__Quoted text__.
>>>

Brazil's foreign policy is a by-product of the country's unique position as a regional power in Latin America, a leader among developing countries, and an emerging world power. Brazilian foreign policy has generally been based on the principles of multilateralism, peaceful dispute settlement, and non-intervention in the affairs of other countries. Brazil engages in multilateral diplomacy through the Organization of American States and the United Nations, and has increased ties with developing countries in Africa and Asia. Brazil is currently commanding a multinational U.N. stabilization force in Haiti, the MINUSTAH. Instead of pursuing unilateral prerogatives, Brazilian foreign policy has tended to emphasize regional integration, first through the Southern Cone Common Market (Mercosul) and now the Union of South American Nations. Brazil is also committed to cooperation with other Portuguese-speaking nations through joint-collaborations with the rest of the Portuguese-speaking world, in several domains which include military cooperation, financial aid, and cultural exchange. This is done in the framework of CPLP, for instance. Lula da Silva visit to Africa in 2003 included State visits to three Portuguese-speaking African nations (Angola, São Tomé and Príncipe, and Mozambique). Finally, Brazil is also strongly committed in the development and restoration of peace in East Timor, where it has a very powerful influence.

<<<

__Given data__.
>>>

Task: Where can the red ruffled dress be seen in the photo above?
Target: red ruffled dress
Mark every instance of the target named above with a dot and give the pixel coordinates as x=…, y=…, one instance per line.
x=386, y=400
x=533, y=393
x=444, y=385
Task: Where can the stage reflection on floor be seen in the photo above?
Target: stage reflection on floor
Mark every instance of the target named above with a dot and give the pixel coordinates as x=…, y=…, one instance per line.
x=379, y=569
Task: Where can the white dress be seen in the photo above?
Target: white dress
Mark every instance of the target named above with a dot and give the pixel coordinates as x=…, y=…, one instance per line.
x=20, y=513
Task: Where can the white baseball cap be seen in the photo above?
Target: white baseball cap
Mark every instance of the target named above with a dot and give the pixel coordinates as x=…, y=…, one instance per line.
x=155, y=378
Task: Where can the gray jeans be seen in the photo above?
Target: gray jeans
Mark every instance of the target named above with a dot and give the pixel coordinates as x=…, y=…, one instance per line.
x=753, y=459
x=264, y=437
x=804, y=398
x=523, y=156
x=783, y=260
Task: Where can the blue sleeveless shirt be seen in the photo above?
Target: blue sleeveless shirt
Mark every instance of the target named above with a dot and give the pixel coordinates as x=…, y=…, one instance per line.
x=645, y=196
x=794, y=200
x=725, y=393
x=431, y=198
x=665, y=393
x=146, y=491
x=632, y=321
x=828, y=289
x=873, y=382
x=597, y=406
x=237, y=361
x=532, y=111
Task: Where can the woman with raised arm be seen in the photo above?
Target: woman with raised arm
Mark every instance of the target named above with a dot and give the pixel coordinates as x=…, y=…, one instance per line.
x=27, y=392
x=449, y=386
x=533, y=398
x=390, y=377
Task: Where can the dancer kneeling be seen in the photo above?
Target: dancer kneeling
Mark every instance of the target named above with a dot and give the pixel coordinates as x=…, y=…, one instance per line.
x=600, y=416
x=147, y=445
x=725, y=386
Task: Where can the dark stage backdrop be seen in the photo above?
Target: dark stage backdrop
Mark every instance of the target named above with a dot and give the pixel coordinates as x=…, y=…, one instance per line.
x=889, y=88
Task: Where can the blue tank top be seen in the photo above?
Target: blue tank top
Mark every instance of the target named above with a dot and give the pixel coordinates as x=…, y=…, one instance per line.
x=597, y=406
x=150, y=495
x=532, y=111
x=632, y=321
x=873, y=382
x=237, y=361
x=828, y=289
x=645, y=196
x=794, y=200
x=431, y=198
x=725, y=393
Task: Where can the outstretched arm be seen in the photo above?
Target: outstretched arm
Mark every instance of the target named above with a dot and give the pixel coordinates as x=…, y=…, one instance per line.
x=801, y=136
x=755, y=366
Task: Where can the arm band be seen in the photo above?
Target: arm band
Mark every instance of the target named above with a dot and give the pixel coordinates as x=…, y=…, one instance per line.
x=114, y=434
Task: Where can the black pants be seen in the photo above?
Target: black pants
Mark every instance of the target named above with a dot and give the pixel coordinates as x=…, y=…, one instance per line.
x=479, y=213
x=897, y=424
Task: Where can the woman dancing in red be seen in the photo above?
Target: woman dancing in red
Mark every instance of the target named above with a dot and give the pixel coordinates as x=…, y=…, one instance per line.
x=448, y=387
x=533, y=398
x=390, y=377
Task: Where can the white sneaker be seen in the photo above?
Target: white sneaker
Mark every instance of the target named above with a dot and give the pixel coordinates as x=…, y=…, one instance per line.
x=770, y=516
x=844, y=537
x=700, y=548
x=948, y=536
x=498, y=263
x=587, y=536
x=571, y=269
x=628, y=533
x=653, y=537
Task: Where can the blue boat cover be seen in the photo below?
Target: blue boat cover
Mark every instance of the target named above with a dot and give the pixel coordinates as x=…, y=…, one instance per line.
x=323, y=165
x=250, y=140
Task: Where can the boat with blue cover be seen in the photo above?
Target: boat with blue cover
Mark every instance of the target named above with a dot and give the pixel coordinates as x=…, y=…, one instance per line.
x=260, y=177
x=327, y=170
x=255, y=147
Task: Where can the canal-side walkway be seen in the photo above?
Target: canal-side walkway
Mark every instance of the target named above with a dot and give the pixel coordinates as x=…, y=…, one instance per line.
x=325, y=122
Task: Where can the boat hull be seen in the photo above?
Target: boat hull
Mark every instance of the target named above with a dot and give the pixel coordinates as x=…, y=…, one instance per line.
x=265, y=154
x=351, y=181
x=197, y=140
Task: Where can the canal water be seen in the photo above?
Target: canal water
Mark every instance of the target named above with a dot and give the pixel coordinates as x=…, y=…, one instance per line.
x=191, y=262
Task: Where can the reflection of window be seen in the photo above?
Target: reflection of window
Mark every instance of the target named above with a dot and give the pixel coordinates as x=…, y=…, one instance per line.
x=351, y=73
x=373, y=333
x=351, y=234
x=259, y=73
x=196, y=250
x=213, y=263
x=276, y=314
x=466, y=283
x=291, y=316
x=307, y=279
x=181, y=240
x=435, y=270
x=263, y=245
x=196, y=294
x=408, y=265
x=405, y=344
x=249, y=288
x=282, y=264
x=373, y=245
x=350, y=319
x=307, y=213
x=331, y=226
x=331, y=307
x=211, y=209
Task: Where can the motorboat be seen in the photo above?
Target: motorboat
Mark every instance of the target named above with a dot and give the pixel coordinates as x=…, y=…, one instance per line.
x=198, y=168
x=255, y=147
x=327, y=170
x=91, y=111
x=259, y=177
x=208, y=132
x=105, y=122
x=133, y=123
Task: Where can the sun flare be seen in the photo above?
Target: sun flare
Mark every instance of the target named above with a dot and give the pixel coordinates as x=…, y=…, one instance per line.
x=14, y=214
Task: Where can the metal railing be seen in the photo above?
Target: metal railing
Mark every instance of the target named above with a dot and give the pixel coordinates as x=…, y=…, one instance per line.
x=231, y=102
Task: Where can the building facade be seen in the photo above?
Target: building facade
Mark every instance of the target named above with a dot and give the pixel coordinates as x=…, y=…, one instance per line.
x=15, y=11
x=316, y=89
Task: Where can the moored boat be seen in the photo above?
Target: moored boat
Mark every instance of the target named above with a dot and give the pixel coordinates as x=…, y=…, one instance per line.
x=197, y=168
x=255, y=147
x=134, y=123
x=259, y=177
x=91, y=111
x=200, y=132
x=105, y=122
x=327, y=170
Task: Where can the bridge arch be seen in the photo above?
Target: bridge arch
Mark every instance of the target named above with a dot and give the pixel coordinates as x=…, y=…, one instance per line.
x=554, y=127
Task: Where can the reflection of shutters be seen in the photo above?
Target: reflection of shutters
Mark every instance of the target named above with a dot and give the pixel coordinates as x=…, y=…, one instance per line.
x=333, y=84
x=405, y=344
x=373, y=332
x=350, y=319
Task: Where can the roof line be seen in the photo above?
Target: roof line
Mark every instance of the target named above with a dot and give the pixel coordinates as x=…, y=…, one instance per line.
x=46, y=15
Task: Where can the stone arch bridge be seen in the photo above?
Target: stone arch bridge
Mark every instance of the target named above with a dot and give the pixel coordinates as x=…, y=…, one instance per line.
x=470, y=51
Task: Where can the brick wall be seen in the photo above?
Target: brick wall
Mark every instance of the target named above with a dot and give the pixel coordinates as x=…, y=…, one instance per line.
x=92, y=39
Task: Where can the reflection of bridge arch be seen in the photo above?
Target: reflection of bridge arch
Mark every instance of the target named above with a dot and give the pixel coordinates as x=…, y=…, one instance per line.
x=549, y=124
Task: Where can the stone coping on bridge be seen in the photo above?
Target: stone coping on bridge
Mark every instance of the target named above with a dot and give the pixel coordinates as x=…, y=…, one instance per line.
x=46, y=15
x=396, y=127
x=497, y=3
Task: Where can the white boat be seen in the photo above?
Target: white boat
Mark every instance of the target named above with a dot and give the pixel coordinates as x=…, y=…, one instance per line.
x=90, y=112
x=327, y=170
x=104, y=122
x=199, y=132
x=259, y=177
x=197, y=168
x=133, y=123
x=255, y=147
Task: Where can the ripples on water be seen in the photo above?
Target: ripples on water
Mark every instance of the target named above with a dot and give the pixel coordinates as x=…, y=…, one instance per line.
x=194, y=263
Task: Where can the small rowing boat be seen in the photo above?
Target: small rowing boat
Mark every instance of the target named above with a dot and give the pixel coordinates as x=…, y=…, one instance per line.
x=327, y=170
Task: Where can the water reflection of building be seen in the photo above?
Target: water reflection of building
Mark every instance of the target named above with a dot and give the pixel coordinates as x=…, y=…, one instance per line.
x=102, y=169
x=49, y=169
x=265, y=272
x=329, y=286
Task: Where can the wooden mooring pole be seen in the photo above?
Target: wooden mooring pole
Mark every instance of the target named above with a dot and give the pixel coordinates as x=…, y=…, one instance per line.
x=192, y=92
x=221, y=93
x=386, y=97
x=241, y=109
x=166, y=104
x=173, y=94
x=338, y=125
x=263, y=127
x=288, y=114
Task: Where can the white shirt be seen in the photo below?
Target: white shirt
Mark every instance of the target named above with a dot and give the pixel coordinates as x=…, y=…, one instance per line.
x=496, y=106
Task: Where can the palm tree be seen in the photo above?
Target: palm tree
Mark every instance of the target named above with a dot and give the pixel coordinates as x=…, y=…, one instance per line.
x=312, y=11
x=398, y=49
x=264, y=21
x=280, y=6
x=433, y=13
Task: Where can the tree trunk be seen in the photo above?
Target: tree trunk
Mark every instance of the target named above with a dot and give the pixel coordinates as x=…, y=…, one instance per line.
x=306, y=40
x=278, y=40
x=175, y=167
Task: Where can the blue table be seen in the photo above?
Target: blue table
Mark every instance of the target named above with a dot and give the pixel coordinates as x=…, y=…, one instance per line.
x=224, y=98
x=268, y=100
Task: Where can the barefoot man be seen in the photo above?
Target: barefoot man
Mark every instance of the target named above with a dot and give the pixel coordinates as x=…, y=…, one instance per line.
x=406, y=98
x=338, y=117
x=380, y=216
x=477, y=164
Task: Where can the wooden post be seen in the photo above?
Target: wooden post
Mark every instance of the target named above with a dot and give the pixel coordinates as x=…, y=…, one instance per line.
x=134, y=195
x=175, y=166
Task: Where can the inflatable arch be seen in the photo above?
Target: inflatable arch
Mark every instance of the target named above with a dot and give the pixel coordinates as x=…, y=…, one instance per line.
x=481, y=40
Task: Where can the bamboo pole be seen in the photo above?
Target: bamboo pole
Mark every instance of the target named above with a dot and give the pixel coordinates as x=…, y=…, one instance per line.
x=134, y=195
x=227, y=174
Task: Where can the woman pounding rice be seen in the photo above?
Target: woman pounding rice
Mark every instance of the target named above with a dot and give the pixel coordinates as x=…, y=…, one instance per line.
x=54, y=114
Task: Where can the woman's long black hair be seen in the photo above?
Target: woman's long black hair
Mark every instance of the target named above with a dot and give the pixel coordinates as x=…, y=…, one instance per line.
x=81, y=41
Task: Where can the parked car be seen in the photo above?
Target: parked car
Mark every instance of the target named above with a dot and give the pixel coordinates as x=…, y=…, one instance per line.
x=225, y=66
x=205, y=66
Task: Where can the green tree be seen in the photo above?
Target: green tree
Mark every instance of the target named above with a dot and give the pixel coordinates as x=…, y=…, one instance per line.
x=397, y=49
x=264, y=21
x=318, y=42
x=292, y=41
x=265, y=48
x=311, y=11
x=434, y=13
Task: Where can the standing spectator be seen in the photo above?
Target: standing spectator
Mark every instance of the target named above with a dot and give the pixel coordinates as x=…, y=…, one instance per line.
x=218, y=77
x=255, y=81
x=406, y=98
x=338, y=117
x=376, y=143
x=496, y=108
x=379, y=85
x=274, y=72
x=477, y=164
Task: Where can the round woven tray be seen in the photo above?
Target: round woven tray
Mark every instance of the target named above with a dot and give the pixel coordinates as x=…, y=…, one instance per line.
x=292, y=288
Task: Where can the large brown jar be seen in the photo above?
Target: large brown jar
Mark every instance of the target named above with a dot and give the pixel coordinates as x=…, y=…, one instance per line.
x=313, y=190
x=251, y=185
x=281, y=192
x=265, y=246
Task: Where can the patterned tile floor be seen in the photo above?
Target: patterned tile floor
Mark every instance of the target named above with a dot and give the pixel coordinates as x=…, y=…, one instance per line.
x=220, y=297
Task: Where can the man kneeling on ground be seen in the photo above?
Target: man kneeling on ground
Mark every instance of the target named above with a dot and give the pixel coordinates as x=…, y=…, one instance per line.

<<<

__What you need to do__.
1/ Answer these about the text on Brazil's foreign policy:
(a) Through which two organizations does Brazil carry out multilateral diplomacy?
(b) What is the name of the U.N. force Brazil commands in Haiti?
(c) Which three African nations did Lula da Silva visit in 2003?
2/ Continue the text on Brazil's foreign policy from its last sentence.

__Expected outputs__.
1/
(a) The Organization of American States and the United Nations
(b) MINUSTAH
(c) Angola, São Tomé and Príncipe, and Mozambique

2/
Brazil's political, business, and military ventures are complemented by the country's trade policy. In Brazil, the Ministry of Foreign Relations continues to dominate trade policy, causing the country's commercial interests to be (at times) subsumed by a larger foreign policy goal, namely, enhancing Brazil's influence in Latin America and the world. For example, while concluding meaningful trade agreements with developed countries (such as the United States and the European Union) would probably be beneficial to Brazil's long-term economic self-interest, the Brazilian government has instead prioritized its leadership role within Mercosul and expanded trade ties with countries in Africa, Asia and the Middle East.

Brazil's soft power diplomacy involves institutional strategies such as the formation of diplomatic coalitions to constrain the power of the established great powers. In recent years, it has given high priority in establishing political dialogue with other strategic actors such as India, Russia, China and South Africa through participation in international groupings such as BASIC, IBSA and BRICS. The BRICS states have been amongst the most powerful drivers of incremental change in world diplomacy and they benefit most from the connected global power shifts.

Workers Party administration: 2003-2018

The Brazilian foreign policy under the Lula da Silva administration (2003-2010) focused on the following directives: to contribute toward the search for greater equilibrium and attenuate unilateralism; to strengthen bilateral and multilateral relations in order to increase the country's weight in political and economic negotiations on an international level; to deepen relations so as to benefit from greater economical, financial, technological and cultural interchange; to avoid agreements that could jeopardize development in the long term.

These directives implied precise emphasis on: the search for political coordination with emerging and developing countries, namely India, South Africa, Russia and China; creation of the Union of South American Nations and its derivative bodies, such as the South American Security Council; strengthening of Mercosul; projection at the Doha Round and WTO; maintenance of relations with developed countries, including the United States; undertaking and narrowing of relations with African countries; campaign for the reform of the United Nations Security Council and for a permanent seat for Brazil; and defense of social objectives allowing for a greater equilibrium between the States and populations.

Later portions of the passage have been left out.